PAGE:
--- Begin ---
A number is called numerically balanced when each digit that appears in the number occurs exactly as many times as the digit's value. For example, in the number 22, the digit 2 appears exactly 2 times, making it balanced. Similarly, 333 is balanced because the digit 3 appears exactly 3 times.

Given an integer n, you need to find the smallest numerically balanced number that is strictly greater than n.

To clarify with examples:

  • 22 is balanced: digit 2 appears 2 times
  • 333 is balanced: digit 3 appears 3 times
  • 4444 is balanced: digit 4 appears 4 times
  • 122333 is balanced: digit 1 appears 1 time, digit 2 appears 2 times, digit 3 appears 3 times
  • 123 is NOT balanced: digit 1 appears 1 time (✓), but digit 2 appears only 1 time instead of 2 (✗), and digit 3 appears only 1 time instead of 3 (✗)

The task is to find the next such balanced number after the given input n.

Flowchart Walkthrough

First, let's pin down the algorithm using the Flowchart. Here's a step-by-step walkthrough:

Is it a graph?
--- End ---
YOUR TASK: Continue the explanation of numerically balanced numbers, starting right after the last line of its flowchart walkthrough.

RECORDED DATA:
--- Begin ---
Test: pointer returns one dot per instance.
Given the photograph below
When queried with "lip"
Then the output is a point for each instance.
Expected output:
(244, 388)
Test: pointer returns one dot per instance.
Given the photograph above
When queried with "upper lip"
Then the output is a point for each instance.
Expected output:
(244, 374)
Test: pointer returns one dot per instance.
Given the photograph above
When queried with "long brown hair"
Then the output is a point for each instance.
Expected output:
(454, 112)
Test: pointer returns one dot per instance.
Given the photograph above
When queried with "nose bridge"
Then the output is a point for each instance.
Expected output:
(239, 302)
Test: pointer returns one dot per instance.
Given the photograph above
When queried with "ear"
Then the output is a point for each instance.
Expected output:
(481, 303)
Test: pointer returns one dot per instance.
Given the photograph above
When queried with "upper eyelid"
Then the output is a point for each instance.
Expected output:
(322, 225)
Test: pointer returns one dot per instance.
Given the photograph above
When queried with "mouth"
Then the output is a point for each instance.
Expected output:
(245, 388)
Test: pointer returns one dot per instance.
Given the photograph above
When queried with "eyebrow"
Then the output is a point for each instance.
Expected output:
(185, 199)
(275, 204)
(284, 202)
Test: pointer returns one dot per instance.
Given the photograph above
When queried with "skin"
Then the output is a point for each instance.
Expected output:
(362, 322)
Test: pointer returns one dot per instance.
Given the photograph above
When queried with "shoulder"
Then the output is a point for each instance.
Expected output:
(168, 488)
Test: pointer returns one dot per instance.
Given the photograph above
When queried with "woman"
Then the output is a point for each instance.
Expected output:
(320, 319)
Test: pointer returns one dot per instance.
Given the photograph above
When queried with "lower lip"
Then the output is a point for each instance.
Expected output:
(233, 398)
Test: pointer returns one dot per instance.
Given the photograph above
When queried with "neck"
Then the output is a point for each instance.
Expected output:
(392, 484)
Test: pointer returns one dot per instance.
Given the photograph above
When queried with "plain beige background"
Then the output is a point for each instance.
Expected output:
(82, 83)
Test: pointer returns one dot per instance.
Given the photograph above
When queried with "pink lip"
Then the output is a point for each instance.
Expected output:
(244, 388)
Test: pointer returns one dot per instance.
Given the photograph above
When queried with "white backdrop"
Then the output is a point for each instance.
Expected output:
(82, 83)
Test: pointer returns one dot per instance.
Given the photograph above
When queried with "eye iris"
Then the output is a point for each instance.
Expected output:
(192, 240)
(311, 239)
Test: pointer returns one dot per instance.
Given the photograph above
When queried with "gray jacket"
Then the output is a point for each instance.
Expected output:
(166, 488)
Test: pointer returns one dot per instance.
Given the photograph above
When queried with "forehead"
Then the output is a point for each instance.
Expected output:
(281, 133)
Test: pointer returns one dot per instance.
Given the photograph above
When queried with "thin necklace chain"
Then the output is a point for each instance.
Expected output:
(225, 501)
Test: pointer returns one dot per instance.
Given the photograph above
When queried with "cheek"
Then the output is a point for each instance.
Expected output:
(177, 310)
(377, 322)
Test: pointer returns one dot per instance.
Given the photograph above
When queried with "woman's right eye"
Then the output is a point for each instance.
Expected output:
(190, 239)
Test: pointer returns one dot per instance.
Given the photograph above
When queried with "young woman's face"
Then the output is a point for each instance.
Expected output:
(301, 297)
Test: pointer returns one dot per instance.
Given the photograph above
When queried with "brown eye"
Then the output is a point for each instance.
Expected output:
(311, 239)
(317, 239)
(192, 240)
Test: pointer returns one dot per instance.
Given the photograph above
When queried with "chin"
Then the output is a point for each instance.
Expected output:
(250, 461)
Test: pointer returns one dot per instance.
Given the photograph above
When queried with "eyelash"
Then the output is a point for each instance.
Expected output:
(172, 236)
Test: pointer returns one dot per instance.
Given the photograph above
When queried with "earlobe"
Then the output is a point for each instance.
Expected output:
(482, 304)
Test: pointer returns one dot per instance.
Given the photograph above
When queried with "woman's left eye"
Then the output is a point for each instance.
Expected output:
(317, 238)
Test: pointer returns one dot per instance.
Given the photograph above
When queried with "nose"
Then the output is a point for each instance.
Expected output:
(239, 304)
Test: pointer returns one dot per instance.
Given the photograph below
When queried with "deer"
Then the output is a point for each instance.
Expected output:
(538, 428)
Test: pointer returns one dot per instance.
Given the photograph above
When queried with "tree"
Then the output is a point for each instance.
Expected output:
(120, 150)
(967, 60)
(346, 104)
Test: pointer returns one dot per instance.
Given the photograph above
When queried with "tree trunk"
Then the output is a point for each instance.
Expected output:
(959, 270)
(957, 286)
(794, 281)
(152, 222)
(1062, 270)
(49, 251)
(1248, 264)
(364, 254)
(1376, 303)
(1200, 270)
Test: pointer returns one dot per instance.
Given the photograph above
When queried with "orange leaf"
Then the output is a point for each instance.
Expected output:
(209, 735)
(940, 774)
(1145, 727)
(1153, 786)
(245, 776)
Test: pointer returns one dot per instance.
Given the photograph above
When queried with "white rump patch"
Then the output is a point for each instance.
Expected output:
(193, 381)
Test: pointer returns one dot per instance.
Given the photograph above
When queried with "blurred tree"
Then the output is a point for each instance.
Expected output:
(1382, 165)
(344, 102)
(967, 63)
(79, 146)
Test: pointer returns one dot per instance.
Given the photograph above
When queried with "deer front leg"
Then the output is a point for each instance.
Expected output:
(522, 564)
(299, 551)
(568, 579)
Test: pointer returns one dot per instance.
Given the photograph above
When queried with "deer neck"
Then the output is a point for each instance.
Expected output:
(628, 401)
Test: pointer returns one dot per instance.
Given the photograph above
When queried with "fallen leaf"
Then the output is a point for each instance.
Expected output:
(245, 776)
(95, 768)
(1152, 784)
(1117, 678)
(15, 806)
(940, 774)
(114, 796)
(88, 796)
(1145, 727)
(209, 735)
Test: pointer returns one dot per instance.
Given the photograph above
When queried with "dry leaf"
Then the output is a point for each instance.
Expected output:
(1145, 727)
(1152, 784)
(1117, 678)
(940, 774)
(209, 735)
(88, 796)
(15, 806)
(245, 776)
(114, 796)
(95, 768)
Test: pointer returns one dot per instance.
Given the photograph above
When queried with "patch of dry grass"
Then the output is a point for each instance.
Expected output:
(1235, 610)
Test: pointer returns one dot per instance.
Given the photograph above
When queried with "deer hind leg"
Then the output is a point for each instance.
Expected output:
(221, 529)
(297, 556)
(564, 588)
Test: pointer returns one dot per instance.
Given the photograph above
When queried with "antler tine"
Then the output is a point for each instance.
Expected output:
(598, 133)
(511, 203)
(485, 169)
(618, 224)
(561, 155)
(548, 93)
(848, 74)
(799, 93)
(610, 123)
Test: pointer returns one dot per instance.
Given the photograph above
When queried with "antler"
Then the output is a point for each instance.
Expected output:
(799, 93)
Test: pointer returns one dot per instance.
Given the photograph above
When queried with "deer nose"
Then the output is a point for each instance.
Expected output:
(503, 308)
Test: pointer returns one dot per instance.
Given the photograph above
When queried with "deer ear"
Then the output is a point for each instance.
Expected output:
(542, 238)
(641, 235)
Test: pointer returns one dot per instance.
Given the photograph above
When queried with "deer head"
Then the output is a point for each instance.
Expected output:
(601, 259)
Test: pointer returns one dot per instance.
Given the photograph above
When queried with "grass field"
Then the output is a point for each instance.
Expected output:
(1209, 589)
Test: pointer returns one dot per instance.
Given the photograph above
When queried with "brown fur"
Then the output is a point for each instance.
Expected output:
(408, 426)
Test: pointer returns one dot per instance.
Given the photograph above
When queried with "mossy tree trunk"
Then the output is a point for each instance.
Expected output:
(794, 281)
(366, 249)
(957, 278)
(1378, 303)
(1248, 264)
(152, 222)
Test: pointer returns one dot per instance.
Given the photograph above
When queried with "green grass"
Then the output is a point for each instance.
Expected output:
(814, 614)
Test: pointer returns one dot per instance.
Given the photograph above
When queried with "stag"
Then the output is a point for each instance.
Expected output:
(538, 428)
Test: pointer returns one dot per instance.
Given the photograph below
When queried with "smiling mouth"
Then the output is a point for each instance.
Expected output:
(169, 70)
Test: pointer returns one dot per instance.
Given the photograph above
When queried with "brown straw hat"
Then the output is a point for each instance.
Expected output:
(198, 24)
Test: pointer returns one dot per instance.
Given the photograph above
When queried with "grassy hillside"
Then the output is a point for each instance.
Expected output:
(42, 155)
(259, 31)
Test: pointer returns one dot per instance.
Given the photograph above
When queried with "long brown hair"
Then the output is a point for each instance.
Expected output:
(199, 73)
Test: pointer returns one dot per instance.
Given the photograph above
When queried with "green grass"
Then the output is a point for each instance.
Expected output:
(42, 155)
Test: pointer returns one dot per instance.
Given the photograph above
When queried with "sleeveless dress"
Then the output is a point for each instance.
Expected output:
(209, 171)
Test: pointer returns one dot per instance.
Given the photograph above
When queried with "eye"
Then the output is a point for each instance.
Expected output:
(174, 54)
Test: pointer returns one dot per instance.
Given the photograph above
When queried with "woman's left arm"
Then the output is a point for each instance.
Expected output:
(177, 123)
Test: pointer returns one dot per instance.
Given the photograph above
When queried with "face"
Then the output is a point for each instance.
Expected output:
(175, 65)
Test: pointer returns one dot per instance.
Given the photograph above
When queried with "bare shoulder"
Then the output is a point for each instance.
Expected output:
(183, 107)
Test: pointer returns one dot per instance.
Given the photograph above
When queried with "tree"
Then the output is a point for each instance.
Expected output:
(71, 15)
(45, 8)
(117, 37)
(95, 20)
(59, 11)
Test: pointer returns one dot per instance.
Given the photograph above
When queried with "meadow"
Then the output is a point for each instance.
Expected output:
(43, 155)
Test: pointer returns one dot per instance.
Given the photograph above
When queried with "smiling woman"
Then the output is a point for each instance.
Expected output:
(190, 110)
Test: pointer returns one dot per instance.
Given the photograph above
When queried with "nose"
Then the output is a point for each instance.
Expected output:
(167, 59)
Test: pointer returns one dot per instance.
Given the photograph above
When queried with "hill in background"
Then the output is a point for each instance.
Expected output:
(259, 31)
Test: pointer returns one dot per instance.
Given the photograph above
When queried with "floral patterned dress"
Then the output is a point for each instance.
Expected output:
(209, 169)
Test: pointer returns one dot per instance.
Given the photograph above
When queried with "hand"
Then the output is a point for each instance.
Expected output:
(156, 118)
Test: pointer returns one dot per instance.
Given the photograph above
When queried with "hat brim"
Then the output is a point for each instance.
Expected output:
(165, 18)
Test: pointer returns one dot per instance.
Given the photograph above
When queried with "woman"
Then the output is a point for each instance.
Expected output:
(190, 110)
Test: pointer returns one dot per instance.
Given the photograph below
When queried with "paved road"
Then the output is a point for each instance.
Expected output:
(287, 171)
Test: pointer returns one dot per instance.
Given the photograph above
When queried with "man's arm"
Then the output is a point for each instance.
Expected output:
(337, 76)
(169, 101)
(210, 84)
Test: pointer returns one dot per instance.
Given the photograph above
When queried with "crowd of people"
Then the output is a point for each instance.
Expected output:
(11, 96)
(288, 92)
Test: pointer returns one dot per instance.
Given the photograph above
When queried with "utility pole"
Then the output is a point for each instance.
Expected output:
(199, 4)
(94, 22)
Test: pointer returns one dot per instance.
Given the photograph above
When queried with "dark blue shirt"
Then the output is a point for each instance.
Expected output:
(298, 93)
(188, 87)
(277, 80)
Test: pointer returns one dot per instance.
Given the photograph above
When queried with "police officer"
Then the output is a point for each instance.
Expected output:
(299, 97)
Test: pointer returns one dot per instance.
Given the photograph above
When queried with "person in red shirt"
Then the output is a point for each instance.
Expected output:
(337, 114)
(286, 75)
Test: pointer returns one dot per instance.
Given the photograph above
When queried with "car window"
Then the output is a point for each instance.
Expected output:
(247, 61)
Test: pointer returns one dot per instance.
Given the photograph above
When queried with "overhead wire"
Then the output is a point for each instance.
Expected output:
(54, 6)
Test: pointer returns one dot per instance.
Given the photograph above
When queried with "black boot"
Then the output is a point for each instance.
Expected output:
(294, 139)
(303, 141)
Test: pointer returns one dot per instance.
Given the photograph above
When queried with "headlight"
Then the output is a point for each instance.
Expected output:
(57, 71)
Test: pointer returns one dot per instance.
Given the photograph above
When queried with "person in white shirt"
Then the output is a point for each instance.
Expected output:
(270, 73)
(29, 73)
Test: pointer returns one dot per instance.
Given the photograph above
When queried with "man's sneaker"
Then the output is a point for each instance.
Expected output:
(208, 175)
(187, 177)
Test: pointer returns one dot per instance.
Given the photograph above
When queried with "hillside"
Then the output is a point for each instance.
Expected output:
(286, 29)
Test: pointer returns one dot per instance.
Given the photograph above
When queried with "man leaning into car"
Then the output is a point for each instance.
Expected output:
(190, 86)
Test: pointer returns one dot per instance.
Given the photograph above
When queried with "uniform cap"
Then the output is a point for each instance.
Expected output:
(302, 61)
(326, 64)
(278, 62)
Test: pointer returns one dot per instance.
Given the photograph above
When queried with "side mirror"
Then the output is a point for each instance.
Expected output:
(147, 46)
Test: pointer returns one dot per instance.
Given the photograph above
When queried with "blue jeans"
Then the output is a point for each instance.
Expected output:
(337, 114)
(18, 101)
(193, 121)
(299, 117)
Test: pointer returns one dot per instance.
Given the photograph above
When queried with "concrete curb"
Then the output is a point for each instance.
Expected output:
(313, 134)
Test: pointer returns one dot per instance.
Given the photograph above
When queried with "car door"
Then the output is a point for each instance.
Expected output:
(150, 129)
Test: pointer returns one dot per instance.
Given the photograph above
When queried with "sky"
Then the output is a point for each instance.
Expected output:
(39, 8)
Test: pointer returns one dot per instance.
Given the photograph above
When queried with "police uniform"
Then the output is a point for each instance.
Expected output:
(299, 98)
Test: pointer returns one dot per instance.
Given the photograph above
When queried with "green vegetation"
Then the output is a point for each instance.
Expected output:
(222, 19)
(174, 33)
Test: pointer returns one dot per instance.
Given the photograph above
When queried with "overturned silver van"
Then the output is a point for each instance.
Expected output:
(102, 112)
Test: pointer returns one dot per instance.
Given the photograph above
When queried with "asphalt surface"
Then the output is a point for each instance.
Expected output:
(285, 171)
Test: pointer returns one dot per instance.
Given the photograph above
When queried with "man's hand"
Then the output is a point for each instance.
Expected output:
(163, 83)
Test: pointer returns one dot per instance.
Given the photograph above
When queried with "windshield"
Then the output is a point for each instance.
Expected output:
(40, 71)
--- End ---
RESULT:
  • No: The problem involves finding a numerically balanced number, not graph traversal with nodes and edges.

Need to solve for kth smallest/largest?

  • No: We're looking for the next (smallest) balanced number after n, not the kth smallest/largest element.

Involves Linked Lists?

  • No: The problem deals with integer manipulation and digit counting, not linked list operations.

Does the problem have small constraints?

  • Yes: The constraint is n ∈ [0, 10^6], and we know that balanced numbers greater than 10^6 exist (like 1224444). This means we have a relatively small search space to explore.

Brute force / Backtracking?

  • Yes: Given the small constraints and the need to check each number for the balanced property, we can use brute force enumeration. We systematically check each number starting from n+1 until we find one that satisfies the balanced condition.

Conclusion: The flowchart correctly leads us to a brute force/backtracking approach. While this problem uses more of a brute force enumeration rather than classical backtracking with recursive exploration and pruning, the solution fits this category because:

  1. We have small enough constraints to check all possibilities
  2. We systematically explore numbers in order (n+1, n+2, n+3...)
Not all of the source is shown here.